---------- Supplied records

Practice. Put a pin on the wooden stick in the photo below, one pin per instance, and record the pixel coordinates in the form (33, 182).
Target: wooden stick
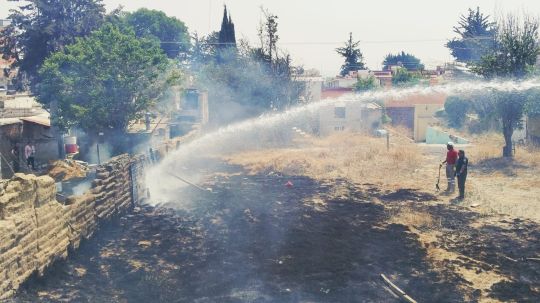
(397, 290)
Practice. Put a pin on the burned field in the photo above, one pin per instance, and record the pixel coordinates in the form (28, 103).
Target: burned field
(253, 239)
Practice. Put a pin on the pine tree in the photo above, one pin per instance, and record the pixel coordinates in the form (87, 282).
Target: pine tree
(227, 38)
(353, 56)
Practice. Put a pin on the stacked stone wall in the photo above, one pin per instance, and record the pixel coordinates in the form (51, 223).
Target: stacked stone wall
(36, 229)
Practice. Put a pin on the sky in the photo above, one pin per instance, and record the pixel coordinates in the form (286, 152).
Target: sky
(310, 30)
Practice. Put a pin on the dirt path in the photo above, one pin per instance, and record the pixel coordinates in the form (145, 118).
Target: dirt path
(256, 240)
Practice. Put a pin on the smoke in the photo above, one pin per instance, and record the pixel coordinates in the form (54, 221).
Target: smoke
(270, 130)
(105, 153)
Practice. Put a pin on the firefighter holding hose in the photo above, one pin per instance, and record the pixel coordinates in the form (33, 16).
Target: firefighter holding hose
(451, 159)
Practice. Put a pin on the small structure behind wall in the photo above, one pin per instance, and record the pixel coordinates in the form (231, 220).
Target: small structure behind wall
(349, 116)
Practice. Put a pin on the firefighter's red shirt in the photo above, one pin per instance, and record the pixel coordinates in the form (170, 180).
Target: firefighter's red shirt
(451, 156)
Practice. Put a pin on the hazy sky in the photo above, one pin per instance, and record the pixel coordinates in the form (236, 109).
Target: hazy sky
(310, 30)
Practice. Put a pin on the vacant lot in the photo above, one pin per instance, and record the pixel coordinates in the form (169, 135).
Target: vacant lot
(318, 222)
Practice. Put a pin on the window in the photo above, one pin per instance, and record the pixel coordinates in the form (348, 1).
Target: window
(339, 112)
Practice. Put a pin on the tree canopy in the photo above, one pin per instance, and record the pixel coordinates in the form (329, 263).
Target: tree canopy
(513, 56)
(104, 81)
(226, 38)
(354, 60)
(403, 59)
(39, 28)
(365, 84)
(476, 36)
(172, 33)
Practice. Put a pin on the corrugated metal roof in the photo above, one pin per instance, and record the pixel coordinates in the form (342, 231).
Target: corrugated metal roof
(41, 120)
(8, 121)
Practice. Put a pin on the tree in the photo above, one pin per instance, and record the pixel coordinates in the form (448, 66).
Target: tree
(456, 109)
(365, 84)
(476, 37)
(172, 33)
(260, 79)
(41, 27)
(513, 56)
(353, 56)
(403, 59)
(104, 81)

--------------------
---------- Supplied records

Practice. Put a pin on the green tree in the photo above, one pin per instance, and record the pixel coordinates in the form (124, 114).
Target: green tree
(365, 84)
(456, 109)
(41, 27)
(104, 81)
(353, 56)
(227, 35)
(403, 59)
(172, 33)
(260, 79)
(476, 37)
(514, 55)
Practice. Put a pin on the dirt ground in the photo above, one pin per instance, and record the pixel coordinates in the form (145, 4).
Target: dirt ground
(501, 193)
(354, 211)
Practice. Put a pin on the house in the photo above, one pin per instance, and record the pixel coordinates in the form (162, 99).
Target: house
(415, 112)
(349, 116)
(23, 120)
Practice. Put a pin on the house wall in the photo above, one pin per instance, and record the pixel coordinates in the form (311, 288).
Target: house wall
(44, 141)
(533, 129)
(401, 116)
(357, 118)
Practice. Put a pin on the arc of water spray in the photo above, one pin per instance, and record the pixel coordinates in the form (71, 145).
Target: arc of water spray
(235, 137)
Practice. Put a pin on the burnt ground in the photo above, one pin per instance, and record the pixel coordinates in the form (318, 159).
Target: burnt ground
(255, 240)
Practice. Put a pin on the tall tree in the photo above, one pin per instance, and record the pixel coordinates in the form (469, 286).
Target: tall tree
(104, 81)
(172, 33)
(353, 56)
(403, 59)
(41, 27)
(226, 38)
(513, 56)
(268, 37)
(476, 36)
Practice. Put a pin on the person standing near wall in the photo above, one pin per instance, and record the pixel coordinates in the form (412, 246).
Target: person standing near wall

--------------------

Look over the entries above. Copy every line that contains the word "standing".

→ Response to the task:
Practice. Put a pin on the person standing near wall in the photo above, one pin per instance, and record the pixel coordinates in the form (412, 246).
Target: person standing near wall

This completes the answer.